• **WHAT IS EXPECTED**: Pick out every line in the items below that contains the word "frisbee", and copy each of those lines.

• **DATA SECTION**:
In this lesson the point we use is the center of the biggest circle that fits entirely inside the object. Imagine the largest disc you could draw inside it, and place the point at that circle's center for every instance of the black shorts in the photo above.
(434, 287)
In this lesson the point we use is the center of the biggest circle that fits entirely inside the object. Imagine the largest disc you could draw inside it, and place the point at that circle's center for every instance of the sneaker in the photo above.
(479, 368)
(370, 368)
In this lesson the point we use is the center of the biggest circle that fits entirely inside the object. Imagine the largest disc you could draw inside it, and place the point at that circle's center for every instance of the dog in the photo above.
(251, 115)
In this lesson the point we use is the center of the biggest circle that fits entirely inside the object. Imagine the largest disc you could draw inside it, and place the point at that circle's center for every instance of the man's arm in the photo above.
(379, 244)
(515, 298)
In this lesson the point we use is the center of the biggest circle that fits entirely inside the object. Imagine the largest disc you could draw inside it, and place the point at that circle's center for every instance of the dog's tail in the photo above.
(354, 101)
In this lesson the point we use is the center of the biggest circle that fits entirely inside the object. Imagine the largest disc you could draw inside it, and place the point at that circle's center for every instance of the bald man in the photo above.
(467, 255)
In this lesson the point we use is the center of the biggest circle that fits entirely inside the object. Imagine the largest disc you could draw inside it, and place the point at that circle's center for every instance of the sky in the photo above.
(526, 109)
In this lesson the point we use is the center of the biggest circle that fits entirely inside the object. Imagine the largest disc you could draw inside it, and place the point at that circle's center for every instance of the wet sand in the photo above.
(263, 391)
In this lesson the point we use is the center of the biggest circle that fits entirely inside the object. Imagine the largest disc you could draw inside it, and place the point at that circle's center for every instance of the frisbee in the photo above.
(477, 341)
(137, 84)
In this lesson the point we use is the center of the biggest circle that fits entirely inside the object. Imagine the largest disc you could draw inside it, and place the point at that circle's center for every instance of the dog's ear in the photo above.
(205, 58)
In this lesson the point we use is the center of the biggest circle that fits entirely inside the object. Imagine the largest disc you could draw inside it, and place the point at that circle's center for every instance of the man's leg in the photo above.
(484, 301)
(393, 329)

* * *

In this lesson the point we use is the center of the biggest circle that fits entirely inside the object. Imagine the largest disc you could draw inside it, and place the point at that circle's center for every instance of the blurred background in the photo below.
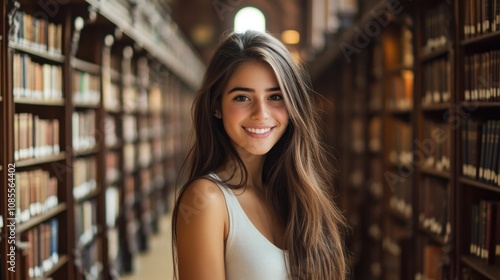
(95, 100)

• **SOLUTION**:
In this lesson the point we use is the center of the biggest circle that fits entirely inside the object. Imagine the largest disc you could draw inside it, and place the point at that circle's center for every instance of the frisbee in the photo above.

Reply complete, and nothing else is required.